Your task
Every entry must appear in the output exactly as it does here.

[Natural-language object grounding data]
+ + + + + + +
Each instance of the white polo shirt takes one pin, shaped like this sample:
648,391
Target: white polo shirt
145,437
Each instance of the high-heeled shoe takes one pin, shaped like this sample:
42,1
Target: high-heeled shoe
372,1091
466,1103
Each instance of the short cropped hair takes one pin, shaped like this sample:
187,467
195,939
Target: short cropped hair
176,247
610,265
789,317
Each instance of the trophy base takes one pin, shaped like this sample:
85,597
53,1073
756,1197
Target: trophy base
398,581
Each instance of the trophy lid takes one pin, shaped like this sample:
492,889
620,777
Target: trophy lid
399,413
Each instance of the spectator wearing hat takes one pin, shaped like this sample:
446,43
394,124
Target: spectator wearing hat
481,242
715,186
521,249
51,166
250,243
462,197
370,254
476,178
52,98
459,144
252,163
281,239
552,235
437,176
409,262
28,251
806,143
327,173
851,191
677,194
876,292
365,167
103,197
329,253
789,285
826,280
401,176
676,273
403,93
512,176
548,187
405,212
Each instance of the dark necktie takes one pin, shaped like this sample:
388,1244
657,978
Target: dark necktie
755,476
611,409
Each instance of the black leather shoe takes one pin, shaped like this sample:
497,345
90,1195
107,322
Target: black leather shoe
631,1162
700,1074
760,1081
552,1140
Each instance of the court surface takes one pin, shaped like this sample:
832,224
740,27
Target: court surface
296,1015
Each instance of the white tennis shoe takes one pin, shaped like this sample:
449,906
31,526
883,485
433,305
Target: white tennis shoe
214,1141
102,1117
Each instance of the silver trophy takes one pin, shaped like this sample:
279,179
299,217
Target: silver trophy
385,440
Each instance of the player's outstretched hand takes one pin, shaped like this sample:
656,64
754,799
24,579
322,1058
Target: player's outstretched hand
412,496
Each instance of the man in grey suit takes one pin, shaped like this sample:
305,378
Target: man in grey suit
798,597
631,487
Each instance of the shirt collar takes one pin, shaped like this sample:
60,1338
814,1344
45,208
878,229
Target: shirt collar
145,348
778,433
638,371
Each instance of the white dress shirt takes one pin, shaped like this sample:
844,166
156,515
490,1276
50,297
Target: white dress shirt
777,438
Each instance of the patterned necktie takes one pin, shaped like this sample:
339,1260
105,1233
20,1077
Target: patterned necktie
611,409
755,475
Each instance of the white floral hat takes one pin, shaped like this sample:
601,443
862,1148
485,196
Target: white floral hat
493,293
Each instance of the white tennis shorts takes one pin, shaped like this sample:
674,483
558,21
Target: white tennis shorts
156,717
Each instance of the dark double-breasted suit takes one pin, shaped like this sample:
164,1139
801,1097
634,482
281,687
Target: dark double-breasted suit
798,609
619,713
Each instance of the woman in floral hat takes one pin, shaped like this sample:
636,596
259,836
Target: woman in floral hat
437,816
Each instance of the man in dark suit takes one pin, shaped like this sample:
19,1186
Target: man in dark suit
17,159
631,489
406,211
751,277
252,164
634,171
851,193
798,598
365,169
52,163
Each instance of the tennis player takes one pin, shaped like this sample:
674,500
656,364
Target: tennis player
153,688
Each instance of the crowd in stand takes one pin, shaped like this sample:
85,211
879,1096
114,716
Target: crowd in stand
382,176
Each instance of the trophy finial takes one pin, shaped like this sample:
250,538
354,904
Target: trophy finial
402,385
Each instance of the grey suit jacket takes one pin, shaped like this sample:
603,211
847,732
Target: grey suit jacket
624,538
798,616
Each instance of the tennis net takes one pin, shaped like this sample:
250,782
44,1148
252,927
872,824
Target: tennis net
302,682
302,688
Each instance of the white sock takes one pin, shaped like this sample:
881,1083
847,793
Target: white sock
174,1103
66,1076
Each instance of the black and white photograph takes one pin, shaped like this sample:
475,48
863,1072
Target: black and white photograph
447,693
+ + + + + + +
Finished exercise
Each instance of the white polo shirt takes one pin, shaped like this sample:
648,391
Target: white polo shirt
145,437
Each instance of the high-heeled shoe takes one pin, shaped like this sample:
42,1
Target: high-heeled shoe
372,1091
466,1103
Each instance of the short cropped hair takes one pin, shaped like this sample:
187,467
195,939
Target: short cropped hair
176,247
610,265
789,317
Each instance of the trophy base takes one pin, shaped like this sample:
85,597
53,1073
756,1197
Target: trophy base
398,581
Each instance of the trophy lid takes one pin, shaped like this sample:
492,889
620,777
Target: trophy lid
399,413
Each instance of the spectator wearing hat takes one pin, shaped like this sample:
446,43
394,124
Target: spectator wearing hat
481,242
715,186
521,249
51,166
250,243
462,197
370,254
476,178
52,98
459,144
252,163
281,239
552,235
437,176
409,262
28,251
806,143
327,173
851,191
677,194
876,292
365,167
103,197
329,253
789,285
826,280
401,176
676,273
403,93
512,176
548,187
405,212
Each instance of the dark necktie takes one pin, shaped like this sample:
388,1244
657,978
Target: dark necktie
755,476
611,409
Each instance of the black leather shoe takes one pin, shaped like this sample:
497,345
90,1195
107,322
Target: black leather shoe
631,1162
700,1074
760,1081
552,1140
Each instance of the court surface takes one pin, shaped like this sample:
832,224
740,27
Target: court surface
296,1015
Each instance of the white tennis shoe takes one pin, shaped like this sample:
449,906
31,526
883,485
433,305
Target: white tennis shoe
214,1141
102,1117
Each instance of the silver trophy takes one pin, shaped like this sample:
279,179
299,217
Target: silver trophy
385,440
Each instance of the player's outstretched hand takes one pin, shaped like this sample:
656,64
754,799
24,579
322,1058
Target: player's outstretched hand
412,496
Each instance of the man in grey suit takes one pin, shaped like this sample:
305,378
Target: man in grey suit
798,597
631,487
Each instance of the shirt collar takes one pin, shaped like this sample:
60,1338
814,1344
45,208
878,229
Target: shirt collar
145,348
778,433
638,371
Each instance of the white dress shirt takes one pin, shaped like this sample:
844,166
156,515
490,1276
50,297
Target: white dress shirt
777,438
Each instance of the patterned necktie takes one pin, shaped like this sample:
339,1260
105,1233
20,1077
Target: patterned necktie
611,409
755,475
Each instance of the white floral hat takes one pin, shaped like this sample:
601,443
862,1148
485,196
Target: white floral hat
493,293
Each instance of the white tennis shorts takes one pin, shaped like this sample:
674,483
558,21
Target: white tennis shorts
156,717
Each instance of the dark double-breasted suit takes one pin, shaped like this sample:
164,1139
801,1097
634,482
281,687
Target: dark double-breasted suit
798,609
619,713
Each instance of the woman in floral hat takes one pin, shaped like this sample:
636,596
259,836
Target: woman in floral hat
437,816
Each instance of the man in dark suit takes one pin, shaped like this sample:
19,1186
Target: man in dark suit
17,159
631,489
406,211
751,277
252,164
634,171
851,193
798,598
365,169
52,163
Each instance of the tennis player takes one pin, shaped like this sample:
674,500
656,364
Target: tennis player
153,688
Each instance of the crowd in stand takes one pin, shaped like this sample:
85,211
879,1096
114,716
Target: crowd in stand
382,176
Each instance of the trophy finial takes one pin, shaped like this sample:
250,538
354,904
Target: trophy finial
402,385
Each instance of the grey suit jacket takes one pin, shaped like this sample:
603,211
847,732
Target: grey suit jacket
624,538
798,616
Each instance of the tennis net takes one pin, shaped like this sample:
250,782
44,1148
252,927
872,824
Target: tennis net
302,682
302,688
Each instance of the white sock takes one pin, shaped like this sample:
881,1083
847,793
Target: white sock
174,1103
66,1076
Each instance of the black and white photograph takes one pin, shaped like this sample:
475,48
863,1072
Target: black and white photograph
447,693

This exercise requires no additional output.